_Serie di esercizi:_
1 - Rispondi alle seguenti domande sul testo dedicato alle idols giapponesi, contrassegnando le risposte allo stesso modo:
(a) Quali film delle precedenti edizioni vengono citati?
(b) Quante sono ormai le adolescenti che in Giappone fanno questo lavoro?
(c) Quale termine è stato coniato per i più ossessivi fra i loro sostenitori?
2 - Prosegui il testo sulle idols giapponesi a partire dal punto in cui si interrompe.

### Documento ###

Si ripete l’incantesimo delle precedenti edizioni, quando film quali Love Hotel o Inside the Chinese Closet hanno risvegliato in platea uno stupore di taglio tutto occidentale. Quella “pericolosa meraviglia” con l’amaro sul fondo: l’inevitabile distanza fra culture, un diverso approccio morale e l’immancabile quesito. “Un fenomeno di questa portata potrebbe mai verificarsi qui da noi?”.
In Giappone ci sono ormai diecimila adolescenti – tutte corrispondenti al canone di giovane bellezza orientale – concentrate sul lavoro nonostante la tenera età. Un lavoro che si fa su scarpette dal tacco vertiginoso, strizzate in abitini scenografici, truccate come dive in miniatura e scatenate come cartoni animati in carne e ossa. Sono le idols e non è possibile definirle cosplayer perché il loro obiettivo è differente: sono piccoli monumenti alla purezza, alla verginità, alla freschezza acerba. Fatine con gli occhi a mandorla, cantanti pop in erba, voce acuta e sorriso plastico, gridolini, saltelli, coreografie studiate nelle proprie camerette e poi regalate al grande pubblico. Canzoni che diventano consolatorie diffondendo messaggi di libertà, amicizia, allegria, in un clima di magia e leggerezza più adatto a un videogioco che alla vita vera.
Se questo fenomeno prendesse piede in Italia – e l’associazione mentale sorge spontanea – probabilmente il pubblico si comporrebbe di adolescenti come le stesse idols. Non troveremmo niente di sbagliato nell’accompagnare nostro figlio di undici o dodici anni al concerto di una di queste nipponiche star che mandano baci dal palco atteggiandosi come anime. Complice questo ragionamento, la rivelazione di quello che è il pubblico giapponese delle girl band in questione suscita un certo scalpore.
Sono uomini adulti, in alcuni casi addirittura anziani. Persone che hanno perso tutto e vivono ormai ai margini della società: dopo amori falliti e delusioni quotidiane, hanno rinunciato a lavori stipendiati per seguire queste bamboline perfette concerto dopo concerto. Per sostenerle nelle loro acerbe carriere, hanno deciso di fare donazioni in denaro che in molti casi li hanno portati pressoché sul lastrico. Progressivamente sono stati allontanati dalle famiglie e per i più ossessivi fra loro è stato coniato il termine Otaku.

### Materiale di partenza ###

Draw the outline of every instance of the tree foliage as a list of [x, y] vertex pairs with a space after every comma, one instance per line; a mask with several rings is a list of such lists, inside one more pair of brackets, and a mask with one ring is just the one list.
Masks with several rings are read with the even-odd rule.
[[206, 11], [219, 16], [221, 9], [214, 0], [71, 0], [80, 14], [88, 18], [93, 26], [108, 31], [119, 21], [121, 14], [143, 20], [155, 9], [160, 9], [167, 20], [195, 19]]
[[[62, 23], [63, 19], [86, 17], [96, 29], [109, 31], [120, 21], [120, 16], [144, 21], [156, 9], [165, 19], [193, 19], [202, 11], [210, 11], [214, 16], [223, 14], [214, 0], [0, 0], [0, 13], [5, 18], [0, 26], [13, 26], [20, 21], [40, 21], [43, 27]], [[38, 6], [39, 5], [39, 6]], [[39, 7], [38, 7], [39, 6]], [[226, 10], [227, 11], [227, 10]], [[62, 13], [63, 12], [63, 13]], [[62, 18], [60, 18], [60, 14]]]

###

_Risposte scritte:_
1 -
(a) Love Hotel e Inside the Chinese Closet.
(b) Diecimila.
(c) Otaku.

2 -
Un Otaku è un uomo che vive in solitudine nel santuario dei memorabilia delle idols, spendendo tutto il suo tempo nella ricerca di nuove informazioni o fotografie della sua preferita e seguendola senza tregua durante la tournée: noi lo definiremmo stalker, ma in Giappone è solo un fan scatenato e anche quando qualcuno storce il naso di fronte a tale dinamica, subito le idols provvedono a confortare i loro Otaku con le canzoni. Inni all’amicizia sfrenata, cori incitanti da tifoseria e il messaggio “Viva gli Otaku perché non sono persone noiose”, una sorta di ricompensa morale per i discussi fans. Ai nostri occhi, purtroppo, il confine fra ossessione e pedofilia appare labile.
È così che un movimento musicale giovanile diventa a tutti gli effetti una studiata manovra di marketing e una fabbrica dell’autostima maschile: se compri un cd, potrai scattarti una foto con la tua preferita. Se scrivi alla tua idol, lei ti manderà un biglietto con parole gentili. Lei è tua amica e tu la stai aiutando a realizzare il suo sogno musicale, proprio tu che non hai realizzato alcun sogno finora. E poi ci sono i momenti dedicati alla stretta di mano, forse i più eccitanti dell’intera avventura Tokyo Idols.
Come spiega una sociologa, la stretta di mano è una conquista storica recente nella cultura giapponese ed è percepito come un gesto dai profondi significati sessuali. Le idols permettono ai loro fan di toccarle solo in base a determinate regole. Vengono organizzati eventi per la stretta di mano dove il codazzo di ammiratori è convogliato al cospetto delle piccole divinità ed è possibile stringere le mani delle baby cantanti per pochi (cronometrati) secondi. Una piccolezza, ai nostri occhi, che ha un impatto devastante sulla psicologia di un popolo cresciuto nella repressione delle effusioni pubbliche: sullo schermo infatti compaiono uomini più o meno giovani incapaci di staccarsi dalla manina del loro idolo, allontanati con la forza, in stato di evidente turbamento sessuale. E le idols?
Sorridono generose davanti alla schiera di benefattori, dicono di non essere infastidite dalle attenzioni di uomini adulti - definiti “carini e gentili” - e lavorano con ritmi serrati fra concerti, concorsi e video su YouTube prima di giungere alla fine della carriera. Fissata, solitamente, fra i 17 e i 22 anni.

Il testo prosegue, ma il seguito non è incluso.